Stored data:
•••

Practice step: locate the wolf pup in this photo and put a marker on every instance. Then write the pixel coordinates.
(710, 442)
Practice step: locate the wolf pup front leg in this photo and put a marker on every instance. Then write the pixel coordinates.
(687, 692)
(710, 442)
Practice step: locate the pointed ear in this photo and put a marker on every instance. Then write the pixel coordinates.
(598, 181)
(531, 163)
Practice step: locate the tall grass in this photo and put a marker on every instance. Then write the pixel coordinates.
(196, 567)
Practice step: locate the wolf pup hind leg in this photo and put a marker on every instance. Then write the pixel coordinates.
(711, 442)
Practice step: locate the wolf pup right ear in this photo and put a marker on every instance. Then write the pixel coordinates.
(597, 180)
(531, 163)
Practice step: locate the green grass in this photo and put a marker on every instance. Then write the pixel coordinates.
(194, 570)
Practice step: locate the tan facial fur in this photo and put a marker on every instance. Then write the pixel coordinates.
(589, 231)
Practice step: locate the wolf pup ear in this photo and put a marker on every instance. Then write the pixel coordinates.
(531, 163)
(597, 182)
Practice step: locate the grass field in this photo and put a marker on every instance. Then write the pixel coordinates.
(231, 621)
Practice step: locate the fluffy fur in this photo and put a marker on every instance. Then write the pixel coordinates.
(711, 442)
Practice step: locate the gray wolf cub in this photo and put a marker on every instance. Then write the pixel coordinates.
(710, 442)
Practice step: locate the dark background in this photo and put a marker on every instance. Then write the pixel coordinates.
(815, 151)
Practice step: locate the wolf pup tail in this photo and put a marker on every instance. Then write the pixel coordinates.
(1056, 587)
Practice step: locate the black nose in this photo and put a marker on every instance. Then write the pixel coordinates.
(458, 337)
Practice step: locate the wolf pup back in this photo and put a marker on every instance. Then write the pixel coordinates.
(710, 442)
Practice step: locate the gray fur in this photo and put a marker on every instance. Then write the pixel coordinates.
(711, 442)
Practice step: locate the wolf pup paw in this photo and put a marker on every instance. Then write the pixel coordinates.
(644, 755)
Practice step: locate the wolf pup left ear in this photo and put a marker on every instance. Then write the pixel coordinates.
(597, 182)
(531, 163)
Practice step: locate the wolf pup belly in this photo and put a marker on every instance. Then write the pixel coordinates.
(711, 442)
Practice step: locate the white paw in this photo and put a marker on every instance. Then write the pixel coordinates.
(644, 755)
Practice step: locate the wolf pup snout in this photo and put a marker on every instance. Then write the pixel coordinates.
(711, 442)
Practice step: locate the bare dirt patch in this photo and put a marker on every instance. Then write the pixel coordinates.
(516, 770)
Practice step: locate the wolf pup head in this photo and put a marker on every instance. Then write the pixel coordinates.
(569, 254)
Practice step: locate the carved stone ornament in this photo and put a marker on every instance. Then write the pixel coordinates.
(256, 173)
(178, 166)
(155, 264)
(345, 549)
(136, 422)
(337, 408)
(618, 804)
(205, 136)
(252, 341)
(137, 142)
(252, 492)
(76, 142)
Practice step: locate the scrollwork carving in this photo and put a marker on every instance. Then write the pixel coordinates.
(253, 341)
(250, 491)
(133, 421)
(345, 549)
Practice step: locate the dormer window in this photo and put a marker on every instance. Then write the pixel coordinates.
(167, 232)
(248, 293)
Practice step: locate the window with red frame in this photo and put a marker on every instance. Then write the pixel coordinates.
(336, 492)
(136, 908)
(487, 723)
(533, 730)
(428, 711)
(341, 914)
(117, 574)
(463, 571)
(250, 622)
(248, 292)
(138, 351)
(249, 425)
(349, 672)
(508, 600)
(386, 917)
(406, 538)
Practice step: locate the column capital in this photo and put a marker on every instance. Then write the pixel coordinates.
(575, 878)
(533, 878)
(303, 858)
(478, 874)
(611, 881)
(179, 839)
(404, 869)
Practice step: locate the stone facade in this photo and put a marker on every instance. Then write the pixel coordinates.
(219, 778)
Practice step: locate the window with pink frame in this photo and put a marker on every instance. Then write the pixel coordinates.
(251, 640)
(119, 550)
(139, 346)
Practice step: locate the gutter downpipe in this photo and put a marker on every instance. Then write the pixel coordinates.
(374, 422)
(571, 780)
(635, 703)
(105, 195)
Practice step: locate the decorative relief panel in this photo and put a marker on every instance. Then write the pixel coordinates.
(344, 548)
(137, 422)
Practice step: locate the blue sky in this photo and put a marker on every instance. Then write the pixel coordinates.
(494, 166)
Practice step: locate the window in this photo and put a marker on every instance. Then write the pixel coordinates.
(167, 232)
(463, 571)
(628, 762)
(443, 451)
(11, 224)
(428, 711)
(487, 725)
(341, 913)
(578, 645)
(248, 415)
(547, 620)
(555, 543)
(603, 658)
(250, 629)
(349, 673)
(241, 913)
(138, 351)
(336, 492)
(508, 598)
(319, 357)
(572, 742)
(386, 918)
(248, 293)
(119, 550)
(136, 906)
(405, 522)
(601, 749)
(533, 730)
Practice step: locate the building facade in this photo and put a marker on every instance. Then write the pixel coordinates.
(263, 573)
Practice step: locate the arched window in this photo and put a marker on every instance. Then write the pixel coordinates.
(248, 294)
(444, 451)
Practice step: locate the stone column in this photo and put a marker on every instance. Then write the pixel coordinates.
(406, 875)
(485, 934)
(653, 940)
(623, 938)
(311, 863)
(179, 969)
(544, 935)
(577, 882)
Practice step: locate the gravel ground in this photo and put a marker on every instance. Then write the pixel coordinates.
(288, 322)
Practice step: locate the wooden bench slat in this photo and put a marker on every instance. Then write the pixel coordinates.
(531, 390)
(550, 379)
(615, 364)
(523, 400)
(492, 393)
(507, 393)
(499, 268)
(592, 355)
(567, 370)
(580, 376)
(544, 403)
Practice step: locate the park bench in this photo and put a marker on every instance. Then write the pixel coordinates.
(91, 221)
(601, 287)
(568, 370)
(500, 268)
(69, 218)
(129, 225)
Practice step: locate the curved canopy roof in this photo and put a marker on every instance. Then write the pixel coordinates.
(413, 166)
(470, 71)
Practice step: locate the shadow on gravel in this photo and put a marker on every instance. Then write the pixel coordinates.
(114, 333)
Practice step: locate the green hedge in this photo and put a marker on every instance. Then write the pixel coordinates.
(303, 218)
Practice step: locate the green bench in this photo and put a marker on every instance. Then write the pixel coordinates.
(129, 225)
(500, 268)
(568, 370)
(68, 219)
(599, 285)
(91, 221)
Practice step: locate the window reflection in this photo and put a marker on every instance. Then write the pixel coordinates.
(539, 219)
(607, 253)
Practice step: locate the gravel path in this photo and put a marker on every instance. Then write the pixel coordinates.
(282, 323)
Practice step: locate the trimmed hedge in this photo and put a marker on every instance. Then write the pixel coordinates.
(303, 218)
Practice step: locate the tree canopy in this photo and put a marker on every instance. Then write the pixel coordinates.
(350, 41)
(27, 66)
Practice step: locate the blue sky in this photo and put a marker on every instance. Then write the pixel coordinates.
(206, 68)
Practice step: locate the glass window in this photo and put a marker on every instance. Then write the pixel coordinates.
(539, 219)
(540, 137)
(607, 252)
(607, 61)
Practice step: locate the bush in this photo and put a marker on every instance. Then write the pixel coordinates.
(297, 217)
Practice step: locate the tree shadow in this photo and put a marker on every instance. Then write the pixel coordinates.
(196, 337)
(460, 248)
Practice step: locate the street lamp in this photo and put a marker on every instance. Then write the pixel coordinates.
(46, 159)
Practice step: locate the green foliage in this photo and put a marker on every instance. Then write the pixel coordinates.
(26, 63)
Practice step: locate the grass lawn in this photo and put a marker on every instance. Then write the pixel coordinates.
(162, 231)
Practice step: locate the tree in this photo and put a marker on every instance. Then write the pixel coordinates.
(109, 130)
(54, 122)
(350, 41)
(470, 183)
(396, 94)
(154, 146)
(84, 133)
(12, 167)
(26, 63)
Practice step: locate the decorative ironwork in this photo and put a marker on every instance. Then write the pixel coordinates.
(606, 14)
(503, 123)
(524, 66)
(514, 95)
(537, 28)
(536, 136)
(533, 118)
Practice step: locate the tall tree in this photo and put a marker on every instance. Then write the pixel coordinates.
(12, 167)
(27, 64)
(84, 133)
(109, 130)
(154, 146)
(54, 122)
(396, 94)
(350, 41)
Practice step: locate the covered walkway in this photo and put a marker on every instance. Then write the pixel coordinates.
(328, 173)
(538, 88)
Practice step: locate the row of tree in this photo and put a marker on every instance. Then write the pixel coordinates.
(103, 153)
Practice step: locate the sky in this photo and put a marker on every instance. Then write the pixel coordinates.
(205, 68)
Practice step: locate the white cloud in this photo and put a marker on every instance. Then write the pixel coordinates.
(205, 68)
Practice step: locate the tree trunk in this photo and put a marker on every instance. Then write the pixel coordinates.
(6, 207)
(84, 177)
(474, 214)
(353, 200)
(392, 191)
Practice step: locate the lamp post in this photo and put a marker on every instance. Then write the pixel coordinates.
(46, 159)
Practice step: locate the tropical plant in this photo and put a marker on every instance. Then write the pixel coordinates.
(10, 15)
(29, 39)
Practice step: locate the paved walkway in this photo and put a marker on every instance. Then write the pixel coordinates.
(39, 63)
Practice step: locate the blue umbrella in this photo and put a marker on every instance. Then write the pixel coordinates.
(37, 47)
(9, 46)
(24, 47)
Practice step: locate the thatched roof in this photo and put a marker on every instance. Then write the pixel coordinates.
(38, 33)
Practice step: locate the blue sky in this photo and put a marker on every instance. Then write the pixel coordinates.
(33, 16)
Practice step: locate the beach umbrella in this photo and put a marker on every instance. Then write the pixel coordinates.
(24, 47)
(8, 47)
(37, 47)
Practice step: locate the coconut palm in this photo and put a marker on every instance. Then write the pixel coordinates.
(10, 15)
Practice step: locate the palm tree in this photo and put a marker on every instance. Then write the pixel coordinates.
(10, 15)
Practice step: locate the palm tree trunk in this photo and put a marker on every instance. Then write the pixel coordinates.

•••

**What this task involves:**
Retype nothing except the lines from the line holding "Practice step: locate the thatched" through the last line of the entries, both included.

**Expected answer:**
Practice step: locate the thatched roof in this photo and put a marker on every instance. Then write the pixel coordinates.
(38, 33)
Practice step: locate the blue sky in this photo and put a marker on every instance. Then write the pixel coordinates.
(33, 16)
Practice step: locate the beach umbrella in this photo and put a marker on every instance. Then write the pixel coordinates.
(24, 47)
(8, 47)
(37, 47)
Practice step: locate the coconut palm in this photo and put a marker on every instance. Then write the pixel coordinates.
(10, 15)
Practice step: locate the palm tree in this photo and put a marker on every instance. Then write the pixel coordinates.
(10, 15)
Practice step: locate the palm tree trunk in this photo and put a marker on every instance. Then write the pixel coordinates.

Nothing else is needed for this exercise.